The 2023 Tony Award Winners Reflect On Their Triumphs | Playbill

Tony Awards The 2023 Tony Award Winners Reflect On Their Triumphs

Go inside the Winners' Room at the 76th Annual Tony Awards to see the stars react to their big wins.

Bonnie Milligan and Miriam Silverman Heather Gershonowitz

If a picture is worth a thousand words, how many words are there to describe a shot of a Tony winner just moments after their big win? The 2023 Tony Award winners took it all in for a moment with Playbill, Tony trophies in hand, to snap some winners' portraits. 

See their photos, plus excerpts from their insightful, and emotional, Tony Awards acceptance speeches below. 

Charlie Rosen and Bryan Carter

Rosen: "[This] is the only award given to the interior music department of a show. I want to thank music supervisors, copyists, assistants, and most importantly, all of the musicians who, eight times a week, bust their ass to play Broadway shows every single night."

[The exercise]
Could you continue the article on the 2023 Tony Award winners above, picking up right after its last sentence?

Data extracted from a collection:
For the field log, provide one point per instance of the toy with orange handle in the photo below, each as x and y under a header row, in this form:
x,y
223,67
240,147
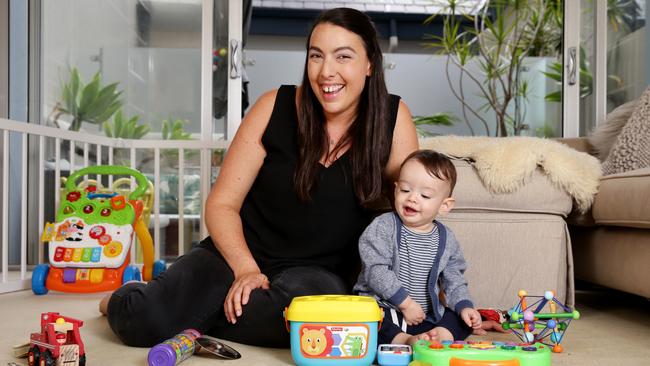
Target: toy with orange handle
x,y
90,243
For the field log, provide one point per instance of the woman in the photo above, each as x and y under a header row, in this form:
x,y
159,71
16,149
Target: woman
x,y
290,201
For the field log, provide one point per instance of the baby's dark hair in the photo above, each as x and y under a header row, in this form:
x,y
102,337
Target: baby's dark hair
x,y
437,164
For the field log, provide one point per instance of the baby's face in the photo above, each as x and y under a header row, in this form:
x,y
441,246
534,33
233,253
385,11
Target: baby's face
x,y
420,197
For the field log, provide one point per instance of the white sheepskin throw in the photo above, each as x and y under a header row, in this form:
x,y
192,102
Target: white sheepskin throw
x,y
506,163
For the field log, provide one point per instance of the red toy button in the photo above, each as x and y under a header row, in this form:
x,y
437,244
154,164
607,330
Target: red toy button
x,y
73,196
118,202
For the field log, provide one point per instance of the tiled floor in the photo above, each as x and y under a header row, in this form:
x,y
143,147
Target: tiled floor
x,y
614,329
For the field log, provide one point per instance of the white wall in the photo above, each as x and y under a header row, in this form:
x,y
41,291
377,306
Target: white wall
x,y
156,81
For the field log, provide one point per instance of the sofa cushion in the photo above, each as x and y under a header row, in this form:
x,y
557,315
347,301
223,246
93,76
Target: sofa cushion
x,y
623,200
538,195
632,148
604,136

* * *

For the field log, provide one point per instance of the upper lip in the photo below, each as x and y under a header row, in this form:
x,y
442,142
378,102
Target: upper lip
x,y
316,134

[Task result]
Carter: "I want to thank the entire aristocracy of Black American music. In 1965, Duke Ellington was denied the Pulitzer Prize because of the color of his skin, and those sacrifices that they made are the reason why I'm standing on this stage. So thank you, so very much." 

Rosen and Carter won the Best Orchestrations award for Some Like It Hot.

Carolyn Downing

"I'm stunned actually. I'm speechless, which isn't really my style...And I'd love to just say that this show is about storytelling, and about surviving, and I'd love to see that opening doors for more people to be able to do storytelling from all sorts of diverse backgrounds."

Downing won the Best Sound Design of a Play award for Life of Pi.

Jerry Mitchell

"43 years ago, I stepped off a plane at LaGuardia Airport. I had some keys to a studio apartment given to me by Kathleen Moore. I was on tour with A Chorus Line. I was still in college, and all of my college roommates were jealous, and I was going to Broadway to be in Brigadoon and dance for Agnes de Mille. They all got here two years later, and then they started dying...And not just my friends, but some of the giants in our industry who I was dancing for, assisting and working with. I had to do something.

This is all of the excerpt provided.